*What you need to do:* Which lines in the entries below contain the word "building"? Pull out each such line and copy it in full, treating uppercase and lowercase as different.

*Extracted records:*
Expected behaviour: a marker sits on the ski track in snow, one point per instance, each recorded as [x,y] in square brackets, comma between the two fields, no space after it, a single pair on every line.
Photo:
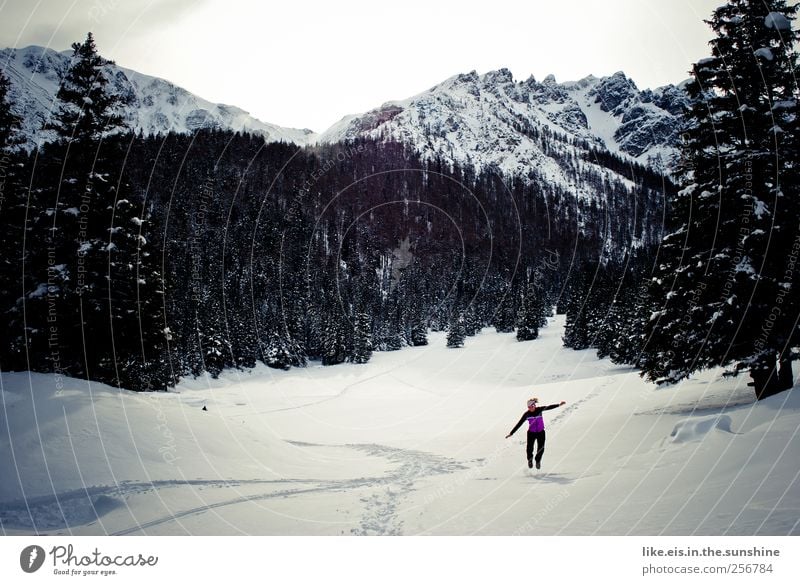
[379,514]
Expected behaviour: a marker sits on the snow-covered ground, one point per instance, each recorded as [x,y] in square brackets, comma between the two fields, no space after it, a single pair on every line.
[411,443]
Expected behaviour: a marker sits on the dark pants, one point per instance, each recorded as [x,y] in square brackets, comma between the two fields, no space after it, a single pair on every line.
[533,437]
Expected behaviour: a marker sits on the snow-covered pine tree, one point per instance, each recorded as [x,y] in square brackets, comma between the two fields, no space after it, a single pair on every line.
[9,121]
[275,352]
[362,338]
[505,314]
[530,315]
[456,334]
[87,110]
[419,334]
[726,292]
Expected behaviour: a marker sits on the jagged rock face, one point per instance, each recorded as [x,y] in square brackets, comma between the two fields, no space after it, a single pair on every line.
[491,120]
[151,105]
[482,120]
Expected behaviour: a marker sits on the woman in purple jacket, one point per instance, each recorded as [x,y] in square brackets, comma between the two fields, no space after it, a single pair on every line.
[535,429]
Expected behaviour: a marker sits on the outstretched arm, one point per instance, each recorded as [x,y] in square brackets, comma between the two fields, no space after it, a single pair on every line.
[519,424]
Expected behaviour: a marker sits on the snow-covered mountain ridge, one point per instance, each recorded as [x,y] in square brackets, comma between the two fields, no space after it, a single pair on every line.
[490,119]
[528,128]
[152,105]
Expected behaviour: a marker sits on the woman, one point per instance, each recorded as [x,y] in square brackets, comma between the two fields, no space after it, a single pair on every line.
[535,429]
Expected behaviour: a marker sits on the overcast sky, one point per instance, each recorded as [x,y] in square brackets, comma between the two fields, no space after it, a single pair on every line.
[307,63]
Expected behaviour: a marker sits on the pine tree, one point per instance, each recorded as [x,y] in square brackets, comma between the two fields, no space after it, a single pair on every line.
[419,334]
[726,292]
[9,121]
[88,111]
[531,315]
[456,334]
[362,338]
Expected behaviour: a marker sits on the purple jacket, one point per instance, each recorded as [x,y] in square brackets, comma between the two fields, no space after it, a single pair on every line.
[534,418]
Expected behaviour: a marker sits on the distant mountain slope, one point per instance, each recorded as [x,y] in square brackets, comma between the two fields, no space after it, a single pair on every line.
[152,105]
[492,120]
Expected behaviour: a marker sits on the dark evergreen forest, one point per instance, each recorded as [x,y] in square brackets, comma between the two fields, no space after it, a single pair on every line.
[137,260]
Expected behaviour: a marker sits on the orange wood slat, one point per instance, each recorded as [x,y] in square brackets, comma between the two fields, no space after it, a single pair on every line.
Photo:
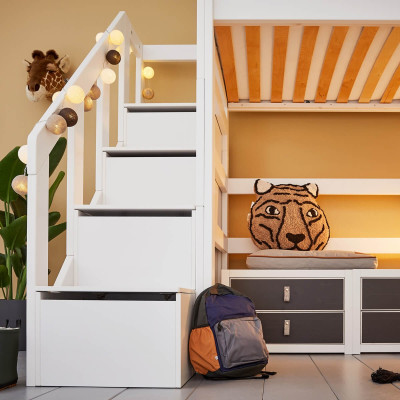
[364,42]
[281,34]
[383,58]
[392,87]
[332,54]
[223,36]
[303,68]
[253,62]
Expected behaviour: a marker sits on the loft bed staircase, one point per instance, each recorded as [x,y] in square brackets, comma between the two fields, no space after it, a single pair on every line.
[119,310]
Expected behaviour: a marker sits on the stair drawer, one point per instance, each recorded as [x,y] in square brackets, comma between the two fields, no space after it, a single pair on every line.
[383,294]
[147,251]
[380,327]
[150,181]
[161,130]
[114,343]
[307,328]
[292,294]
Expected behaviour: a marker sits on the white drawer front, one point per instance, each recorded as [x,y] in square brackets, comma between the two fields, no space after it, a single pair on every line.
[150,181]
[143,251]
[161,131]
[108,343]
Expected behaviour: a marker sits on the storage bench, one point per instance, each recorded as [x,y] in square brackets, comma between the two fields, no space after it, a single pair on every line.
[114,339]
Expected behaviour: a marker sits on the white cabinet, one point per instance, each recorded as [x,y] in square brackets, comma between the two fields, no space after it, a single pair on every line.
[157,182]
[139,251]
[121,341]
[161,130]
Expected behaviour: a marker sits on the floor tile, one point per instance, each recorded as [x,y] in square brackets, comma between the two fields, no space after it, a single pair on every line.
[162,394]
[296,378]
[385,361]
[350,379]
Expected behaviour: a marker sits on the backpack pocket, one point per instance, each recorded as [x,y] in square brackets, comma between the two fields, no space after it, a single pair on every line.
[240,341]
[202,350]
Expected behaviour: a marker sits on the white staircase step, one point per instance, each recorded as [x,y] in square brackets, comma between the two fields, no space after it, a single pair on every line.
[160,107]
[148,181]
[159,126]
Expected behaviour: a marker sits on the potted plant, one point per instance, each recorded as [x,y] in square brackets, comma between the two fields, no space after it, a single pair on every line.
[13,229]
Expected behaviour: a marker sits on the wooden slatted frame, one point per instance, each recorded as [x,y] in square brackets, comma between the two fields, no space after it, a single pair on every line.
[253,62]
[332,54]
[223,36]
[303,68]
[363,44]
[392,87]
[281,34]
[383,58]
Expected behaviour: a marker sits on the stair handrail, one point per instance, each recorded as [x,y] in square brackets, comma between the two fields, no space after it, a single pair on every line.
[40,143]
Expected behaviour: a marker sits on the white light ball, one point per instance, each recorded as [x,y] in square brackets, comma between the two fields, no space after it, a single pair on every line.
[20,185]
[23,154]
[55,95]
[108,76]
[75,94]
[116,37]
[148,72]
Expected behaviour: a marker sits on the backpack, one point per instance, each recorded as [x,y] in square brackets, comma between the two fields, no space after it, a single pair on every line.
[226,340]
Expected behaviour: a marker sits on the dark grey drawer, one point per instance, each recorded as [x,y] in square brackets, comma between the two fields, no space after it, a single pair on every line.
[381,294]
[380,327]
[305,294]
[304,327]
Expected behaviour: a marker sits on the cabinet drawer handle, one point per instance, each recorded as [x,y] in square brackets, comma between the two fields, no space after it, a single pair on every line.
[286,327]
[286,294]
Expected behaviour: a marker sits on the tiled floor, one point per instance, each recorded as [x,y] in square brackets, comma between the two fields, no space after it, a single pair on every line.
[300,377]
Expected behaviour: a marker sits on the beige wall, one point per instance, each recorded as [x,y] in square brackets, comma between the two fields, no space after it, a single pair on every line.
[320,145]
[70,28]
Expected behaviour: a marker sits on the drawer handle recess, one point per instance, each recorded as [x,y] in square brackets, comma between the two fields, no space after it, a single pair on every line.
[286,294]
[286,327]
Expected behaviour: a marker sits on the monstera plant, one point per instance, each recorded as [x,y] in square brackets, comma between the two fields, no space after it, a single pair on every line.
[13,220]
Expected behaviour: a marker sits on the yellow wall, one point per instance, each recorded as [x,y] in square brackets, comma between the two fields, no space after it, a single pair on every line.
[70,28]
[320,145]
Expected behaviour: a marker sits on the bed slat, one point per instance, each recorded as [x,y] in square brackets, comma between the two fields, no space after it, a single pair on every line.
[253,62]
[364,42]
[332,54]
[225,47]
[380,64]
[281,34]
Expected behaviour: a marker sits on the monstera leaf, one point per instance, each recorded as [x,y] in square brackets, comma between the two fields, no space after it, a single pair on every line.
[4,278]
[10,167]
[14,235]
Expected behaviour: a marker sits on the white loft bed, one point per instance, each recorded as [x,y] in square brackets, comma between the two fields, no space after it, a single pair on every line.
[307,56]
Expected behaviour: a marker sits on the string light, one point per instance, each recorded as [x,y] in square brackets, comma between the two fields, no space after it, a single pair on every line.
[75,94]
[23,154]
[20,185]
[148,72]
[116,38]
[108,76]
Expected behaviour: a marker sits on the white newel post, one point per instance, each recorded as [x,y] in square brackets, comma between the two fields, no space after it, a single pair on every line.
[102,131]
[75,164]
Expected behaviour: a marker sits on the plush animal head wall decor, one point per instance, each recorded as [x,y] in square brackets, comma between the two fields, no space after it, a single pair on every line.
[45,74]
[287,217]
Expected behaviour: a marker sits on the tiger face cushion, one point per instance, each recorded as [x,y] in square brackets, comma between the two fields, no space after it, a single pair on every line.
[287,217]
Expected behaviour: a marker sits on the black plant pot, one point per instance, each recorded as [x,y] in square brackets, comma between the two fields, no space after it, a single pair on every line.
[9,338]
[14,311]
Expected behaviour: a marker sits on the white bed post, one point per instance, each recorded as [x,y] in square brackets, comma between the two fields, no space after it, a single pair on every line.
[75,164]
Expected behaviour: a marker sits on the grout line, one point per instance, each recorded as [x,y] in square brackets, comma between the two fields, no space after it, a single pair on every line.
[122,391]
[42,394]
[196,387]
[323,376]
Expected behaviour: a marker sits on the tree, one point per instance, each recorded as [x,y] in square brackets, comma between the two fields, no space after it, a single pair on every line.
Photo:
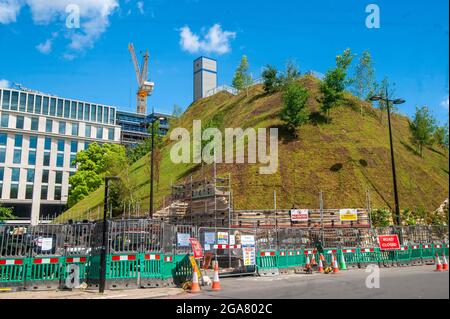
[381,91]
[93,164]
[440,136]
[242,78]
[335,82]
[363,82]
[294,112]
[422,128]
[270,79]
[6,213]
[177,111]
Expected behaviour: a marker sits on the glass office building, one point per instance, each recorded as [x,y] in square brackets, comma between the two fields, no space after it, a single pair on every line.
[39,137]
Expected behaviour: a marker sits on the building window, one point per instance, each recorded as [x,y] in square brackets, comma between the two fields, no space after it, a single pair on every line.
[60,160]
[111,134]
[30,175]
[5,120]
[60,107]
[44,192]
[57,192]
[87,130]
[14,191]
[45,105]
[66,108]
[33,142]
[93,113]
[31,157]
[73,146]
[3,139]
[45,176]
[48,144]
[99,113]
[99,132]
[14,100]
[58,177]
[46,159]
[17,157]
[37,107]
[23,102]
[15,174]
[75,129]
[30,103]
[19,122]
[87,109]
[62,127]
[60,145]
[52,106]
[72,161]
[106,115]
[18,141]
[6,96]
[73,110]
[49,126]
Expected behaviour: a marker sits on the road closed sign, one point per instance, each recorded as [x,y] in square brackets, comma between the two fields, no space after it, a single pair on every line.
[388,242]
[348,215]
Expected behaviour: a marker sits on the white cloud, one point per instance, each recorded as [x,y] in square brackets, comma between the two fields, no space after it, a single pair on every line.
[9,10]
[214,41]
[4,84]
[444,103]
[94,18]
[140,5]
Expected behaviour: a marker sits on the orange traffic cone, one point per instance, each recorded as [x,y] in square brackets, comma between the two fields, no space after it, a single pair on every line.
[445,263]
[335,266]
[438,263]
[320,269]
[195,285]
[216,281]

---

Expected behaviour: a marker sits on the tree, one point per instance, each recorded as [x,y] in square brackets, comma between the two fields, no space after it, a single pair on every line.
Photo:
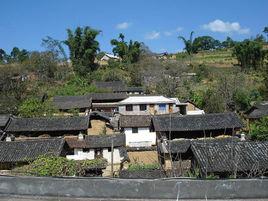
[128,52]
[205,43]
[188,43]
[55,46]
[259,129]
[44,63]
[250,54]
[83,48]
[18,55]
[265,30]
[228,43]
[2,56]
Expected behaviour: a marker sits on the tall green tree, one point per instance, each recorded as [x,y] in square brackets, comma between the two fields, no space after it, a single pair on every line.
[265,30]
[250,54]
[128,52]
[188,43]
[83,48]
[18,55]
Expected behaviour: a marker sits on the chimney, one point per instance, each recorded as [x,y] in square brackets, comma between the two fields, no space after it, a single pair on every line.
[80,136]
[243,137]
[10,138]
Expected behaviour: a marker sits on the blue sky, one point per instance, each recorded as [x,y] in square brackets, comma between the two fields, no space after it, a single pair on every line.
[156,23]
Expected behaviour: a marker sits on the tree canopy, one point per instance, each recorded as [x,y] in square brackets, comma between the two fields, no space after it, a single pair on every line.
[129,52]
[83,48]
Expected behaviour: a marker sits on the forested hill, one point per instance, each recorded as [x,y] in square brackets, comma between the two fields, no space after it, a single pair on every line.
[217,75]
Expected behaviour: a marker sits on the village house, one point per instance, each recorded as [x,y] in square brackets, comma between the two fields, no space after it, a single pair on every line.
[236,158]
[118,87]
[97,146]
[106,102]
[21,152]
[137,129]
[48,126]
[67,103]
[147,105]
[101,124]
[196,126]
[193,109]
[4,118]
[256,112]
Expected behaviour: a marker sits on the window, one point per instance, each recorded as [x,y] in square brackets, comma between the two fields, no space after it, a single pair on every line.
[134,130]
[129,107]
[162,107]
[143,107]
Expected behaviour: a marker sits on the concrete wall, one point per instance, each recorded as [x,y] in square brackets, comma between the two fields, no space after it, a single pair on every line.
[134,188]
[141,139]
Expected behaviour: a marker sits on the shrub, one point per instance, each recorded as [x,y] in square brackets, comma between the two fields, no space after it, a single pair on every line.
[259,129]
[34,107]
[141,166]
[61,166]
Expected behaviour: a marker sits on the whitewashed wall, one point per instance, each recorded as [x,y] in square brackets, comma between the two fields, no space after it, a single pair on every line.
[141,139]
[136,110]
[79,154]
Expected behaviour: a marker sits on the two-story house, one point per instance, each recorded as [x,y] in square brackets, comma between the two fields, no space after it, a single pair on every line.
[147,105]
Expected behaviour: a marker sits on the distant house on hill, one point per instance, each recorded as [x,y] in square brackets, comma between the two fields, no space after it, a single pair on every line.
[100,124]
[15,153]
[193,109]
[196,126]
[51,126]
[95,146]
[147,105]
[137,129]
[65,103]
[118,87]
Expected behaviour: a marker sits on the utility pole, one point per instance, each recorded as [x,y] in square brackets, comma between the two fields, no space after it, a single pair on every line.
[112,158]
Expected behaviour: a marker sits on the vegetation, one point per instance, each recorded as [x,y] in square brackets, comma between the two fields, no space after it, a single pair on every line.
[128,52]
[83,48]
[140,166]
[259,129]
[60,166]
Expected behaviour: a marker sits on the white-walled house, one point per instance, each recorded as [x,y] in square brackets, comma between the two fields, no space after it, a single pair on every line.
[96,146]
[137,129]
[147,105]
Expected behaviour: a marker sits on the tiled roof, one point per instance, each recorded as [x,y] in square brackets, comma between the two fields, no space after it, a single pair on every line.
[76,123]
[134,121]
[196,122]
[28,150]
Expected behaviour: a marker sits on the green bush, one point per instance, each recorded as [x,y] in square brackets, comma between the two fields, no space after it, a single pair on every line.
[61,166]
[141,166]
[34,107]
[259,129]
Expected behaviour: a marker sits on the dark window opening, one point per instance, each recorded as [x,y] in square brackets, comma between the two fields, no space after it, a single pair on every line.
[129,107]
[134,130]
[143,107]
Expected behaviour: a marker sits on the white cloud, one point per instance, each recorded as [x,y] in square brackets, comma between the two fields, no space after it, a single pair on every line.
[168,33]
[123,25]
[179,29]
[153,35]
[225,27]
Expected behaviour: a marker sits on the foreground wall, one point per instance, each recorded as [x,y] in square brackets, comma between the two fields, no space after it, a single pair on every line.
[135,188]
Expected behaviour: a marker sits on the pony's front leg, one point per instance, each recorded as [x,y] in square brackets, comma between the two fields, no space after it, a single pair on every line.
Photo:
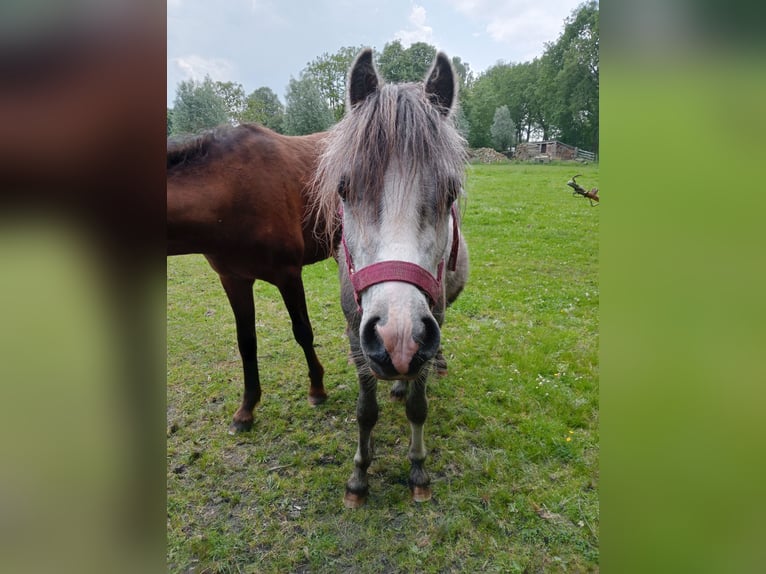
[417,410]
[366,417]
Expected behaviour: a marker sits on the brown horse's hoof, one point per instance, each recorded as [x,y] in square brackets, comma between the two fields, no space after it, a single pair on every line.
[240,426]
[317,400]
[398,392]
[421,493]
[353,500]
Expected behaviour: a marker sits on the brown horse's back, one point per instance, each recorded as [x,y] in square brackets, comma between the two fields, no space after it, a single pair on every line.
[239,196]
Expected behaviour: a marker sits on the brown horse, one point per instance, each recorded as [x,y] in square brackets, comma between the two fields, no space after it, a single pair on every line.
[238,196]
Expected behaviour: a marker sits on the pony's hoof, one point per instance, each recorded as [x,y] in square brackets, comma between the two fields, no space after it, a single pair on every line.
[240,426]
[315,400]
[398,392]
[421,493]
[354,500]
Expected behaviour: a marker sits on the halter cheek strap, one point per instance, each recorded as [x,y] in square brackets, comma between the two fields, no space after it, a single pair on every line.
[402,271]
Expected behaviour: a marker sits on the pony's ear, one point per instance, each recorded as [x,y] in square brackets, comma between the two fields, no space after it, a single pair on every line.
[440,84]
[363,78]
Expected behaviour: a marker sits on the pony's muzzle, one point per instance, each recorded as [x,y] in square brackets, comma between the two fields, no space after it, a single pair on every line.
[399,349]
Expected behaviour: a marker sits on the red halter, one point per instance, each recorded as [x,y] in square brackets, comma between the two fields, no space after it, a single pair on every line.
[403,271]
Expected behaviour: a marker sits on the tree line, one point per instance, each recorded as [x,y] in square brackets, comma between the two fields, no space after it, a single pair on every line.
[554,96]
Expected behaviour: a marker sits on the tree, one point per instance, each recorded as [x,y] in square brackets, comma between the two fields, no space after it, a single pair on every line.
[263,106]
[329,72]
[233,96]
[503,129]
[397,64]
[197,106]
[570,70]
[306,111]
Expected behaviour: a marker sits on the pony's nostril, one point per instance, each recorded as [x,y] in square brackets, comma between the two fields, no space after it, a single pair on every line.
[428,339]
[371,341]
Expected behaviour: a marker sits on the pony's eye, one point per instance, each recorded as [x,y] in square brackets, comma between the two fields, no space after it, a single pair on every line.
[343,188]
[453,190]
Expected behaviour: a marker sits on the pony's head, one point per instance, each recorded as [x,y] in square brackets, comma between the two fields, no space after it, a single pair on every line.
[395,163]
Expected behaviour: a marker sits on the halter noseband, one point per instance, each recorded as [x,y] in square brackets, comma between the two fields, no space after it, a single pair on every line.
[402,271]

*Expected answer:*
Expected behaviour: a marker sits on the glass office building, one point per instance, each recorded as [x,y] in square brackets, comma between the two fields, no space after it, a single pair on every line.
Expected behaviour: a marker sits on the building window, one point per instance, each recorded as [x,y] in square brackets, comma between the two fields, no space after it, a single pair on every line.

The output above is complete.